> **Exercise brief**
Render every line of the rows below as a Markdown table with the columns No. and Line, numbering the lines in order, skipping blank lines, and leaving the pictures out.

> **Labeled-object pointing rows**

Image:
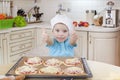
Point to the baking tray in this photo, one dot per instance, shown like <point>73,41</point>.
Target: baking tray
<point>87,71</point>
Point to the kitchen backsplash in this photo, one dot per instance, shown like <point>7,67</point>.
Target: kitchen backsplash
<point>76,9</point>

> **Finished answer**
| No. | Line |
|---|---|
| 1 | Image: |
| 2 | Point to the baking tray in this photo, one dot per instance, shown like <point>73,41</point>. |
| 3 | Target: baking tray |
| 4 | <point>87,71</point> |
| 5 | Point to the kitchen backsplash in this photo, one dot per instance, shown like <point>7,67</point>. |
| 6 | Target: kitchen backsplash |
| 7 | <point>76,9</point> |